___ Input records ___

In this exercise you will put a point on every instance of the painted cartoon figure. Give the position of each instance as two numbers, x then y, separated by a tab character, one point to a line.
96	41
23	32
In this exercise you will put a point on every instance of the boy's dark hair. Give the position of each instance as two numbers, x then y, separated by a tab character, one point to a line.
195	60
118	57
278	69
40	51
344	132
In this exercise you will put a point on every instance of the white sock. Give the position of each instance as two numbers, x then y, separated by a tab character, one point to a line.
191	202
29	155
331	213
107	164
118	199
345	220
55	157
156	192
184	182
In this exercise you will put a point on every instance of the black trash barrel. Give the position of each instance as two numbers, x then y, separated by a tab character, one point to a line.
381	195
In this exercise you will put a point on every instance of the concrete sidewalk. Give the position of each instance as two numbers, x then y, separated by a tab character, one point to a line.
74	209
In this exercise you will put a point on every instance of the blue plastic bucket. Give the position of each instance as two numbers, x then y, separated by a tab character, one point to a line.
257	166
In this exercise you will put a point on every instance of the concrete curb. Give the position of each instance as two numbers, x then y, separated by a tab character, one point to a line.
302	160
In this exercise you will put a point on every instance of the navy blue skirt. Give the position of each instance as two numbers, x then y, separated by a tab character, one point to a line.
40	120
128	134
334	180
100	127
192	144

___

What to work on
Return exactly the run of lines that opens with the one containing "of the white" and closes with the last line of the records above.

Response to this exercise
In this exercise you will put a point on every instance of the white sock. Give the position of each instance as two numbers, x then y, separated by a tab character, one point to a line.
191	202
29	155
331	213
107	164
118	199
345	220
55	157
156	192
184	182
In this exercise you will put a point on every instance of the black trash barrel. Give the position of each instance as two numbers, x then y, separated by a tab character, one point to a line.
381	195
In this exercise you will put a point on every instance of the concrete sidewalk. Give the position of each instance as two numbers, x then y, separated by a tab character, one point to a line.
74	209
In this exercise you will put a point on every instance of the blue plastic bucket. Give the position of each instance as two numbers, x then y, separated by a tab character, one point to a line.
257	166
In this exercise you will put a point on every instance of the concrete curb. Give the position of each instance as two numbers, x then y, separated by a tab character, one point to a line.
302	160
In this exercise you will put a point on every instance of the navy blue skirt. Give the position of each instance as two numbers, x then y, separated by a tab character, one point to a line.
40	120
128	134
334	180
100	127
192	144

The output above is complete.